Pointing records
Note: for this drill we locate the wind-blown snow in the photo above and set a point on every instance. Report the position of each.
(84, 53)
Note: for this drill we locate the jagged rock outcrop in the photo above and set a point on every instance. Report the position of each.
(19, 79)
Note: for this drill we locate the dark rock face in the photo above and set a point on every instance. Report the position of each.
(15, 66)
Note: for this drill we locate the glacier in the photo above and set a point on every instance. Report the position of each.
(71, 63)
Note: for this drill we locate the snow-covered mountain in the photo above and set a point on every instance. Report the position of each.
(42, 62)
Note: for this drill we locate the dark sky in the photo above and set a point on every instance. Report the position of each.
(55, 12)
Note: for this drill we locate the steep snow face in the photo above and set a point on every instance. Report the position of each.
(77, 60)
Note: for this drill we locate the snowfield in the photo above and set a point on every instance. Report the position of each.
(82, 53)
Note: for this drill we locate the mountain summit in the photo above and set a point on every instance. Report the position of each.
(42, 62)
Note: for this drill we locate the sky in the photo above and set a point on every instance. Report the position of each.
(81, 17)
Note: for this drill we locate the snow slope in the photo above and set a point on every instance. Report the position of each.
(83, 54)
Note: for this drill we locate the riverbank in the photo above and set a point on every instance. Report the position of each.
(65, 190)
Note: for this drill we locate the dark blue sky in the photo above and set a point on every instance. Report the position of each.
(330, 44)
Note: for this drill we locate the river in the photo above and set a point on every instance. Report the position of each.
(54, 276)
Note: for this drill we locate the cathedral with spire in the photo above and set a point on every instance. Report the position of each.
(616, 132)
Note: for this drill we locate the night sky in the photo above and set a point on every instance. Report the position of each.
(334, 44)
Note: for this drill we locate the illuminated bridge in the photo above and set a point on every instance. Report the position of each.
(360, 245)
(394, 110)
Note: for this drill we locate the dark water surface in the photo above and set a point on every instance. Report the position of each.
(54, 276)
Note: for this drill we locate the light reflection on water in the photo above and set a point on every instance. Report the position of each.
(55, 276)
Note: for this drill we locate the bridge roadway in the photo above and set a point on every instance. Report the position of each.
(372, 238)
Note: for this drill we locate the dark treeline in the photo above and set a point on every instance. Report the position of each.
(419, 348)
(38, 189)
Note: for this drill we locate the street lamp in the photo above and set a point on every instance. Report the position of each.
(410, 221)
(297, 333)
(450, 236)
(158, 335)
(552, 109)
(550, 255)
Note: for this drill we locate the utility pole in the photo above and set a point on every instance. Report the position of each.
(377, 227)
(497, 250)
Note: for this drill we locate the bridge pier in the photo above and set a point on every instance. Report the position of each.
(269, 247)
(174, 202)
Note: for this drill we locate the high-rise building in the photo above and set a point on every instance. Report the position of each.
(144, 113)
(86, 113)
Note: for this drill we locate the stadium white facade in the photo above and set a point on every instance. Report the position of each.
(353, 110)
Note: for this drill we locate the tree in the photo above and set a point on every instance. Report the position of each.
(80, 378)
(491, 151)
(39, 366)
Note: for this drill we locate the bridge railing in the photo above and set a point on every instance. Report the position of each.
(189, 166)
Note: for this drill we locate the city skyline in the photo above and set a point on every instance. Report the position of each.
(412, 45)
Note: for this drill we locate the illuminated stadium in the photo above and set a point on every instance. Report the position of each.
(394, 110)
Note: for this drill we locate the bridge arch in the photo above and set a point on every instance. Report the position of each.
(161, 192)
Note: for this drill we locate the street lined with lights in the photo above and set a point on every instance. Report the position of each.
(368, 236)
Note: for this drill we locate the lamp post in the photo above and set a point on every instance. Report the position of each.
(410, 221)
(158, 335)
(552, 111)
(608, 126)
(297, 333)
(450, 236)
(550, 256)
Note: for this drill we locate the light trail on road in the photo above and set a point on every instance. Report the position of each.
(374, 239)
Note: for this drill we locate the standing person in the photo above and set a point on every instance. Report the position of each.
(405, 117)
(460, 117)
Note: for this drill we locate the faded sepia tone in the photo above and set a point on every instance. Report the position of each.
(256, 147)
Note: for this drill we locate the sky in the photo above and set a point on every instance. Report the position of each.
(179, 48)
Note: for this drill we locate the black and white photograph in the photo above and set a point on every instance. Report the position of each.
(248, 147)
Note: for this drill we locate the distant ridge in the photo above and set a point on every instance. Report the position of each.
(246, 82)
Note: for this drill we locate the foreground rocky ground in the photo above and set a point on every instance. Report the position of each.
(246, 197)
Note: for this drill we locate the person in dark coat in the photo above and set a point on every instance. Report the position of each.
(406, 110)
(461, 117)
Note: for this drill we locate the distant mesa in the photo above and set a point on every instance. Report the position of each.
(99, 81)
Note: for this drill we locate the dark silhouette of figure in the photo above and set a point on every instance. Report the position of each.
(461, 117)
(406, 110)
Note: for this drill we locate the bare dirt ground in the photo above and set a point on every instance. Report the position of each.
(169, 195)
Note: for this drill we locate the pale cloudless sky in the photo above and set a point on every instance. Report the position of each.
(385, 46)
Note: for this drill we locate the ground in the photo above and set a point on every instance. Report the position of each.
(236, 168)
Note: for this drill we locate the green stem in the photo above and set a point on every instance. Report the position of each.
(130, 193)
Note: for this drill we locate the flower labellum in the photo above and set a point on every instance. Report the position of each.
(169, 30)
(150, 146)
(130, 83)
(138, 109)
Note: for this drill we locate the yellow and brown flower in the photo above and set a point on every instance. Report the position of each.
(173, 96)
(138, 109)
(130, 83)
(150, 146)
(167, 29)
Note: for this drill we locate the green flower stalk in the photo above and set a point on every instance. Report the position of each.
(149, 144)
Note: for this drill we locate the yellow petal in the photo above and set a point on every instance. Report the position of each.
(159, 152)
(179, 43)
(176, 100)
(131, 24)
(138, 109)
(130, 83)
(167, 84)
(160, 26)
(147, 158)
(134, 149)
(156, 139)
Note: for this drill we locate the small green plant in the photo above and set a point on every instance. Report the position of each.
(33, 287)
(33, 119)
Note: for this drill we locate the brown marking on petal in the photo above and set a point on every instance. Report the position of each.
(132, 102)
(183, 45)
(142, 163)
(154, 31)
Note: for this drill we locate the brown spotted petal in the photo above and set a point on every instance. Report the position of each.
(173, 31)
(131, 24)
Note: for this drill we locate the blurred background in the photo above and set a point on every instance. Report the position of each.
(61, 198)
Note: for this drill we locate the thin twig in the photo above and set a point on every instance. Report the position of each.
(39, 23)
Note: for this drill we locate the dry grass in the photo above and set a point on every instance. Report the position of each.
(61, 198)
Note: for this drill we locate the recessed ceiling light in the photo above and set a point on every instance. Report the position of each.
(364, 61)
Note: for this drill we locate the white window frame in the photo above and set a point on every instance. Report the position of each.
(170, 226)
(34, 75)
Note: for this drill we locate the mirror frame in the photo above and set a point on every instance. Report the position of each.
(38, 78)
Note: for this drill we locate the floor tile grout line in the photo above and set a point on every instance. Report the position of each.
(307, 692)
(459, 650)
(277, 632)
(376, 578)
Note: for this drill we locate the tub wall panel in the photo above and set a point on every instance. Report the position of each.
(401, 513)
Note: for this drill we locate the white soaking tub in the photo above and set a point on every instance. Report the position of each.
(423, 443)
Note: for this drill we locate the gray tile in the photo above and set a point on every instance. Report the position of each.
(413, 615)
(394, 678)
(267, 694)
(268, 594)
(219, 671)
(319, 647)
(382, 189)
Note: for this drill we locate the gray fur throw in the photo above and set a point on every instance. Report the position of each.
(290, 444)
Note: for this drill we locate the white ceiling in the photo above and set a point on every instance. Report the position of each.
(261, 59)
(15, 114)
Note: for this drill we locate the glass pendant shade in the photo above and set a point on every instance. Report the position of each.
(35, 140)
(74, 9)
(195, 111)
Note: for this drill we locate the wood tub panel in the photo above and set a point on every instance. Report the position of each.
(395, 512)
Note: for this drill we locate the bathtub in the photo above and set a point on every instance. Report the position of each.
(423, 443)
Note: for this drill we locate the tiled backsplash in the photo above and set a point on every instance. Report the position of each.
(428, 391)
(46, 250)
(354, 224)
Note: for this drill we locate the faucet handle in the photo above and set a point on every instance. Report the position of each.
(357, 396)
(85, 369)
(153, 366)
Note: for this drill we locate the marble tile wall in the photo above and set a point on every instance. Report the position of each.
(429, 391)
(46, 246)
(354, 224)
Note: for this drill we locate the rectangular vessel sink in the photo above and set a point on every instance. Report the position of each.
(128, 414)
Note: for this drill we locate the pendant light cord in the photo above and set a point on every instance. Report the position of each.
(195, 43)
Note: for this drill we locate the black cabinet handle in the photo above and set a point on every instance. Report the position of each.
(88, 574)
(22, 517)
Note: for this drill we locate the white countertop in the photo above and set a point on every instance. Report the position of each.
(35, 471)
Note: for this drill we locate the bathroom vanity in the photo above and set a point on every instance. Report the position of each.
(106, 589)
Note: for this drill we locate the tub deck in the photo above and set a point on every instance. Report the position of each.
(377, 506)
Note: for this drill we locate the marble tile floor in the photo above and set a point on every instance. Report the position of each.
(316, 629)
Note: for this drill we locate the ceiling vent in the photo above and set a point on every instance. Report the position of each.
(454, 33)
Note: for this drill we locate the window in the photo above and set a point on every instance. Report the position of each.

Task
Output only the lines running from the line with "Note: for this drill we locate the pendant" through the final line of the data, inclusive.

Exercise answer
Note: for this drill we locate the pendant light cord in the photo above and set a point on every instance. Report the position of each.
(195, 43)
Note: for this drill we locate the black cabinet handle in the photo above and set a point on every instance. Report the position of each.
(88, 574)
(22, 517)
Note: for this drill we locate the white countertop in the photo above and set a point on every instance. Report the position of each.
(35, 471)
Note: for this drill we locate the bathroom vanity in the photo above and set a point on every instance. Report the position of each.
(106, 589)
Note: for this drill we locate the tub deck in the photo above and set a point on every instance. Report the position of each.
(377, 506)
Note: for this drill we locate the marble tile floor in the photo above and set a point on every instance. Report the position of each.
(316, 629)
Note: for this drill we locate the ceiling vent in the photo above and set a point on every instance. Report the position of each.
(454, 33)
Note: for this drill we locate the window in the photo above and set a point on every instance. Report the position of each.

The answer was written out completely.